### TASK DETAILS:
Reproduce the records below word for word, keeping every line unchanged and in its original order.

### Dataset excerpt:
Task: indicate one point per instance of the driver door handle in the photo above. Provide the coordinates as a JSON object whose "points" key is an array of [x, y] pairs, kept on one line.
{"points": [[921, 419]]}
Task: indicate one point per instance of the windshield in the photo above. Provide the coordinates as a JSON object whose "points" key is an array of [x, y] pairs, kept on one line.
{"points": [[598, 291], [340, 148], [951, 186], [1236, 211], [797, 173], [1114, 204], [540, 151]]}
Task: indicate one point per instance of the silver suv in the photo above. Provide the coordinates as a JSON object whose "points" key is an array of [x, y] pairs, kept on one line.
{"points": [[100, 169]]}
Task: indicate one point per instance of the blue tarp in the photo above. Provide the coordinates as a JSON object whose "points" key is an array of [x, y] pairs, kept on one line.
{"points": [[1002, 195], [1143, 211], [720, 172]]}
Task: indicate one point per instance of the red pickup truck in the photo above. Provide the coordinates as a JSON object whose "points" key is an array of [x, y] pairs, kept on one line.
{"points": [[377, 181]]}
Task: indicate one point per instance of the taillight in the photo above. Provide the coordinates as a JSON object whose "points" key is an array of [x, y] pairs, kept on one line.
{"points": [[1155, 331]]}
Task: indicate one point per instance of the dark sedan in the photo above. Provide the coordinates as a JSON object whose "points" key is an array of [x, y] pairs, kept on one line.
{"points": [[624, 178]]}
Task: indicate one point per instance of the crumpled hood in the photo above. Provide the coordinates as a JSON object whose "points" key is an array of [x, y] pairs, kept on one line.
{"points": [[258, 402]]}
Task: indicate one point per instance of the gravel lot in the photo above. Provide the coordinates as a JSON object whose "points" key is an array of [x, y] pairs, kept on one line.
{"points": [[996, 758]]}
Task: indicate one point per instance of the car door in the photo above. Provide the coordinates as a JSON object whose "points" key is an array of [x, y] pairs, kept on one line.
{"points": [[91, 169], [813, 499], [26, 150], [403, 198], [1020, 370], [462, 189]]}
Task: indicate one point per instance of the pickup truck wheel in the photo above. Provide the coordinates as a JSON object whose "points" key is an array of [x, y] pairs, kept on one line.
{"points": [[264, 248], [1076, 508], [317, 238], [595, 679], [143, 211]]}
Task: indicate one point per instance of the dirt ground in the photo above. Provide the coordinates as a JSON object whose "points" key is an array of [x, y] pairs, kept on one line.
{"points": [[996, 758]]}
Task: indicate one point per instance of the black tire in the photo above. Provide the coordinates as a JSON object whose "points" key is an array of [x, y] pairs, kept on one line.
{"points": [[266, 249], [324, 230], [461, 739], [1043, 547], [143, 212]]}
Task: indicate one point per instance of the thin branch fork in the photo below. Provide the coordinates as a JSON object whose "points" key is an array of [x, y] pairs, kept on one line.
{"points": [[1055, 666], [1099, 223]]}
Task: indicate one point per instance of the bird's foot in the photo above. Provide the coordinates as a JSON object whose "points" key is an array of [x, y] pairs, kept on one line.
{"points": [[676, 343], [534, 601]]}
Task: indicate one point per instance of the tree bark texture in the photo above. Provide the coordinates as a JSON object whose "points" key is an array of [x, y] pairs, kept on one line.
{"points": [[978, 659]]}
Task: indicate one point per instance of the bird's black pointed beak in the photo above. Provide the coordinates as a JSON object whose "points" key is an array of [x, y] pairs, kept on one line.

### COMPLETE OUTPUT:
Task: indicate one point per instance of the driver door handle in the photo above. Provide the coordinates as a JSON object whose "points" key is an array of [x, y] pairs, kept on one line.
{"points": [[921, 419]]}
Task: indicate one point per instance of the windshield in the photo above. Provide the coordinates as a JSON object whose "points" key is an array of [x, y] pairs, kept on one line.
{"points": [[598, 291], [340, 148], [951, 186], [1236, 211], [797, 173], [1114, 204], [540, 151]]}
Task: indicate one point per instance of the silver suv in the photo above. Provide the coordinates as a JSON object whose "points" key is an array of [x, y] pairs, kept on one line.
{"points": [[100, 169]]}
Task: indicate one point per instance of the blue tarp in the photo above. Provide the coordinates as a JSON object whose "points" key is an array of [x, y] pairs, kept on one line.
{"points": [[1002, 195], [1143, 211], [720, 172]]}
Task: indicate one point per instance of the red pickup truck in the photo above. Provide the coordinates as a JSON object whose "points" key is an array of [x, y] pairs, kept on one line.
{"points": [[377, 181]]}
Task: indicate one point per instance of the taillight in the photo above. Provide the coordinates as a JSON object whose "points" key is an array of [x, y] pairs, kept on one line.
{"points": [[1155, 331]]}
Task: indicate one point per instance of the dark sedan in the photo above. Provide the coordinates as a JSON object whose "points" key is an array of [x, y] pairs, kept on one line.
{"points": [[624, 178]]}
Task: indicate one point per instance of the crumpled hood in the photo above. Provide the coordinates as a JSON object whose "points" key is an array of [x, y] pairs, kept on one line.
{"points": [[258, 402]]}
Task: indicate one point per instance of the gravel lot in the photo above. Provide the coordinates as a JSON object whose "points" key is an array of [x, y] pairs, kept on one line.
{"points": [[996, 758]]}
Task: indicate one point per instance of the car door in the photo above. Provide the coordinates as a JSON object whose "points" key is an array of [x, y] pairs, kept on one line.
{"points": [[91, 169], [813, 499], [26, 150], [403, 198], [1020, 370], [462, 189]]}
Task: indicate one point per instance of the pickup truck wheel in the photo above. Provide the coordinates as a JSON object whose "points" key is an array of [x, y] pairs, kept on one line.
{"points": [[264, 248], [1076, 508], [317, 238], [595, 679], [143, 211]]}
Task: indicate one point per instance of the dirt ground in the photo above. Provide the coordinates as a JSON object whose "points" key is an array of [x, y] pairs, kept on one line.
{"points": [[996, 758]]}
Task: indicate one point per instance of the black tire in the photo above. Provide the coordinates as a JSON object whose "points" key is an array of [x, y] pairs, kept on one line.
{"points": [[266, 249], [324, 230], [461, 739], [1043, 547], [143, 212]]}
Task: indicate one point per instance of the thin branch fork in the photo below. Provide the coordinates as a JSON object whose "points" key is an array of [x, y] pairs, kept on one line.
{"points": [[1055, 666], [1099, 223]]}
Task: indicate one point per instance of the bird's foot in the photo above. Provide the coordinates as a JSON object whose "points" key is an array of [x, y] pairs, kept on one line.
{"points": [[676, 343], [534, 601]]}
Task: indicate one point per instance of the tree bark texture in the photo above. Provide the coordinates as a JSON object whose "points" key is an array of [x, y] pairs, kept on one line.
{"points": [[978, 659]]}
Task: indicate one point per instance of the bird's black pointed beak in the photo above. Provide the coordinates as a JSON object whose "points" key is an array of [x, y] pairs, kept on one line.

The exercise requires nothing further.